* **Exercise prompt**:
Each line of the records needs to be written out exactly, with any image left out.
Top of Data extract
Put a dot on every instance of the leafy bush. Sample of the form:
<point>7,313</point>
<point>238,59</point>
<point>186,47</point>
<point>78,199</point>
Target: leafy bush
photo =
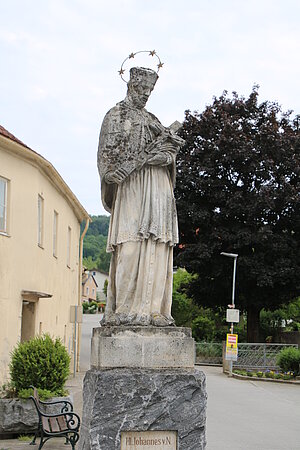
<point>289,360</point>
<point>44,394</point>
<point>42,362</point>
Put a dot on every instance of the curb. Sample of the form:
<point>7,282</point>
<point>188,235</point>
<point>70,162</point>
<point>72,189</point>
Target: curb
<point>245,377</point>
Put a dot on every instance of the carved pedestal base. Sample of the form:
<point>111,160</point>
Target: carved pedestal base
<point>168,403</point>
Bottom of Data extract
* **Answer space**:
Put a dot on every instance of the leafy bush. Sample of the form:
<point>7,313</point>
<point>238,59</point>
<point>186,47</point>
<point>78,199</point>
Target: leafy bush
photo =
<point>289,360</point>
<point>44,394</point>
<point>42,362</point>
Put a dot on every instance of the curb. Sample of the form:
<point>7,282</point>
<point>188,235</point>
<point>70,162</point>
<point>72,189</point>
Target: curb
<point>245,377</point>
Put a dot on every instance of the carved pedestal base. Sample of the form:
<point>111,160</point>
Target: carved pedestal base
<point>168,403</point>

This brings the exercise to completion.